本文:
==*==
初期の尿の培養結果で、B 型溶連菌の数が一定の数を超える場合は、アンピシリンという抗生物質1週間ほど飲んで治療します。妊娠初期に抗生物質を飲むことには抵抗があるという人が多いのですが、この薬はかなり昔から使われており、赤ちゃんに奇形を起こすことがないということがわかっています。逆に、治療しておかないと膀胱炎や腎盂腎炎を引き起こし、流産の原因になる可能性があります。
尿中に見つかった細菌が一定の数まで達しない場合は、検査結果報告書には記載されないことが多いのですが、妊娠中の尿の培養の場合にほんの少量でも B 型溶連菌が見つかったら、報告することになっています。なぜかと言うと、普通は B 型溶連菌が腸内に存在していても尿中にまでは認められないので、尿の培養で陽性だったということは、腸内や膣内にかなりの量で菌が存在することを意味するからです。
==*==
記録の抜粋:
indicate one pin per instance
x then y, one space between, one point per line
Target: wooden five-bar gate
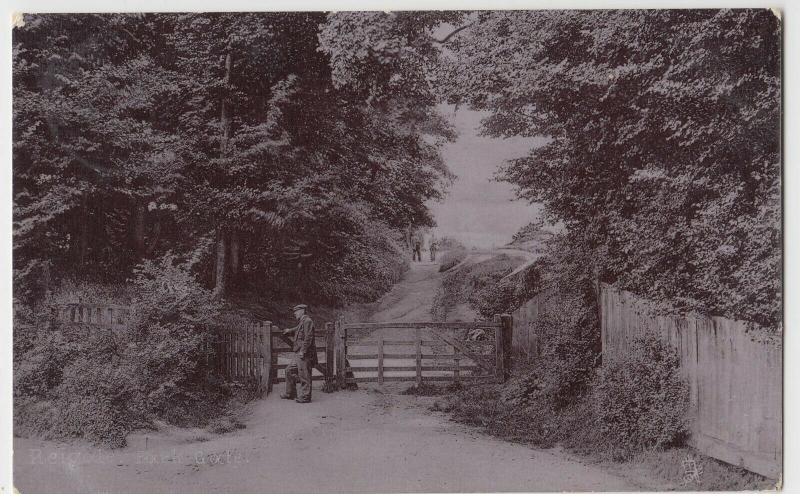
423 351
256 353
==*==
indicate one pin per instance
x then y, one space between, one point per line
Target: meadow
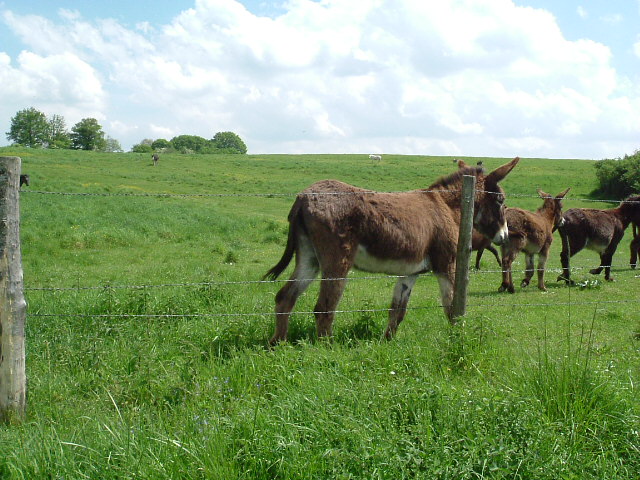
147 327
==*==
課題: 妊娠中のB型溶連菌についての本文を、「初期の尿の培養結果で、B 型」という語句のある箇所から書き写してください。「原因になる可能性があります。」まで写したら、そこで終えてください。

解答:
初期の尿の培養結果で、B 型溶連菌の数が一定の数を超える場合は、アンピシリンという抗生物質1週間ほど飲んで治療します。妊娠初期に抗生物質を飲むことには抵抗があるという人が多いのですが、この薬はかなり昔から使われており、赤ちゃんに奇形を起こすことがないということがわかっています。逆に、治療しておかないと膀胱炎や腎盂腎炎を引き起こし、流産の原因になる可能性があります。